_TASK GOAL:_ Continue the report on the IARPP Child, Adolescent, and Parent Psychotherapy Committee's first pre-conference workshop, picking up after its final sentence.

_PASSAGE PROVIDED:_
A Few Thoughts After The Inaugural Child, Adolescent, and Parent Psychotherapy Committee Pre-conference Program

By Ann Marie Sacramone (USA)

At the recent IARPP conference in Rome, The Child, Adolescent, and Parent Psychotherapy Committee offered its inaugural pre-conference workshop entitled “Forms of Vitality at Play between Children, Adolescents, Parents, and Therapists.” During this workshop panelists from all over the world engaged with the audience and with each other about their work with children, adolescents, and parents.


Neil Altman (USA), the founder of the original Child and Adolescent Interest Group, served as interlocutor for our program, a format instituted to facilitate discussion among all the participants instead of having just one discussant.  I felt that Neil did this by prompting the presenters to develop their own thinking, live, as part of the presentation.  Marco Bernabei (Italy) and Amy Joelson (USA) both commented on how the use of videotape by Rosa Velasco (Spain), Aleksandra Misiolek (Spain), Laura Molet (Spain), and Fabia Eleonora Banella (Italy) influenced their thinking right at that moment, and how that change would inform their clinical work going forward.


Amy Joelson presented her work with a selfie-taking adolescent patient, taking the experience further by enjoying a selfie moment herself during her presentation, as seen in the photo above. This moment enabled Amy to imagine what her patient’s experience might have been like had she been present, enjoying the full house comprised of audience members interested in our committee’s inaugural program. In this way we could imagine experiencing Amy’s patient experiencing us.  I think Amy’s patient might have taken satisfaction, as I do, in the joyful engagement among us all that you can see in the photographed faces.

_Saved data entries:_
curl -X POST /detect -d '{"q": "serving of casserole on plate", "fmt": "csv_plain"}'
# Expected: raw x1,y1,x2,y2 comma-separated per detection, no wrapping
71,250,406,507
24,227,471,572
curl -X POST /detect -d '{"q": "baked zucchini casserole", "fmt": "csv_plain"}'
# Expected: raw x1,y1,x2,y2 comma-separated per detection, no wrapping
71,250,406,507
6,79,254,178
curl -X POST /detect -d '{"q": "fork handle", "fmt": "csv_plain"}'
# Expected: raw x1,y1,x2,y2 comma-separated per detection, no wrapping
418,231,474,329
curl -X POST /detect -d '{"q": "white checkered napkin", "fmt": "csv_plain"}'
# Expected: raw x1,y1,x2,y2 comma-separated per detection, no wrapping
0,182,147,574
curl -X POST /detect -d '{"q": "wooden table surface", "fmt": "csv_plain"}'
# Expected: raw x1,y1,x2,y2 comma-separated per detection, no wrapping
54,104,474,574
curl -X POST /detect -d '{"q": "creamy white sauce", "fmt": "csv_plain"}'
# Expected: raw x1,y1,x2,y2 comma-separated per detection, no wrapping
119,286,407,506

--

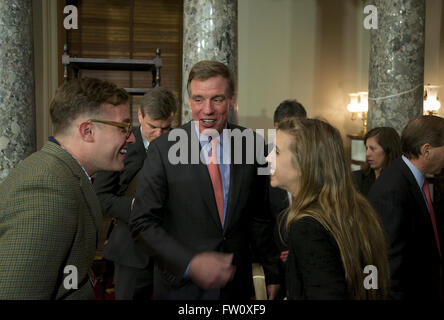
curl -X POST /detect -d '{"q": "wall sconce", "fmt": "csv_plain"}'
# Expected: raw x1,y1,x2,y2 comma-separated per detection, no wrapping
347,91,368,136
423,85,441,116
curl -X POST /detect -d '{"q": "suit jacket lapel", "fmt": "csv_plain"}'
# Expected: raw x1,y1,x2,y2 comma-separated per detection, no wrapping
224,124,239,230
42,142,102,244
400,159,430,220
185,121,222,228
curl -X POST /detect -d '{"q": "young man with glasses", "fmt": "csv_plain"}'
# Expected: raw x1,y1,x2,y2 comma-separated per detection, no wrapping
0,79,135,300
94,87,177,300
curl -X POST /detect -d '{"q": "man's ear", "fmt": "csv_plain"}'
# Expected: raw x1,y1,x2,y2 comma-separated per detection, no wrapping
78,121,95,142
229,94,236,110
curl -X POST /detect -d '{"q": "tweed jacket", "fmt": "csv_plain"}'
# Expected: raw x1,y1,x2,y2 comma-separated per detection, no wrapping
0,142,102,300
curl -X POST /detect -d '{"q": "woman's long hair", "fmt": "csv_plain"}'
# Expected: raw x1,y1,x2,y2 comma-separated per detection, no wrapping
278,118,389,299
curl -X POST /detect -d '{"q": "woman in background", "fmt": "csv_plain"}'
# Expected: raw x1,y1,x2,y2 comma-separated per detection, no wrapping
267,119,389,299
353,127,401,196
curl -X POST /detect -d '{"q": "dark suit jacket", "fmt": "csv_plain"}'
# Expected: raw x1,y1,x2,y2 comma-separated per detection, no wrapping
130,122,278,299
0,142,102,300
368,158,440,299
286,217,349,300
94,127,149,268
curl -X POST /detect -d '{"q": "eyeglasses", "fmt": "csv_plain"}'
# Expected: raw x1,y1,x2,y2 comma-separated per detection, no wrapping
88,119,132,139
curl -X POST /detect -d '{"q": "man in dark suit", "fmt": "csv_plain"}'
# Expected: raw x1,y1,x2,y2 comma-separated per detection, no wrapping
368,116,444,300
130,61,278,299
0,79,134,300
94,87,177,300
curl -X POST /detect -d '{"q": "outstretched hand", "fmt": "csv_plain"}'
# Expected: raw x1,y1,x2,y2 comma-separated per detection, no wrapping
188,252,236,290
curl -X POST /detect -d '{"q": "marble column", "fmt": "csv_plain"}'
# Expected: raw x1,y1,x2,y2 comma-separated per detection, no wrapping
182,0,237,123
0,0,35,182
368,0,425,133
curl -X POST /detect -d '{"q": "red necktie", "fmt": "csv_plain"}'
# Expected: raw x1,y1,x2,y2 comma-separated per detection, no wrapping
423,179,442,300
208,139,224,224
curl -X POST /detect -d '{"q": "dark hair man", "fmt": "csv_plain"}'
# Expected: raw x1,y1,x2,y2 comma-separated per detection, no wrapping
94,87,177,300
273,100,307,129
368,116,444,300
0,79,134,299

==

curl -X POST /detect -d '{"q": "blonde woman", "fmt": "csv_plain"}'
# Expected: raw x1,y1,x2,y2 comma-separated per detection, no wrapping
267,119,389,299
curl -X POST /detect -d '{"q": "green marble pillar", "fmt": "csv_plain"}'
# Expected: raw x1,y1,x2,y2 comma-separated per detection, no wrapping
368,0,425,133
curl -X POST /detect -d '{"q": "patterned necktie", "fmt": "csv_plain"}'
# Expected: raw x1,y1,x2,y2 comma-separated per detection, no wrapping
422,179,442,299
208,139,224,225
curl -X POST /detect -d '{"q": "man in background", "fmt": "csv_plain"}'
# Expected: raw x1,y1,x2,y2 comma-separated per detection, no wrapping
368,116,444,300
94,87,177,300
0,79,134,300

_EXERCISE OUTPUT:_
During our workshop Aleksandra Misiolek reported a feeling of belonging to a team that was cohesive from the moment we first collaborated to create this program, as we coordinated internationally by phone and email. That feeling of belonging in our group of presenters continued as she presented her work along with the other panelists.  Aleksandra resonated with Amy, as both reported feeling unsure about sharing their work in this format. I was particularly struck by Aleksandra’s comment that the cases that oblige us to search for creative and alternative ways of approaching them are the ones that contribute to the development of psychotherapy. She considers this process a form of vitality.

I feel that the members of our committee who could not attend the pre-conference, Susi Federici (Italy), Esther Bamberger (Israel), Macarena López (Chile), and Frances La Barre (USA), nevertheless actively belonged to our group, as they were involved in building the program, reading the papers, and sharing their responses as our committee developed its presentation.  Susi, of course, was not present as she was working on orchestrating the entire conference to which we all belonged!

For me, it felt magical to be able to watch the investigative, responsive, and open sharing process of the new Child, Adolescent, and Parent Psychotherapy Committee as it unfolded.  The learning that took place during our panel felt like a Dan Stern “moment of meaning.”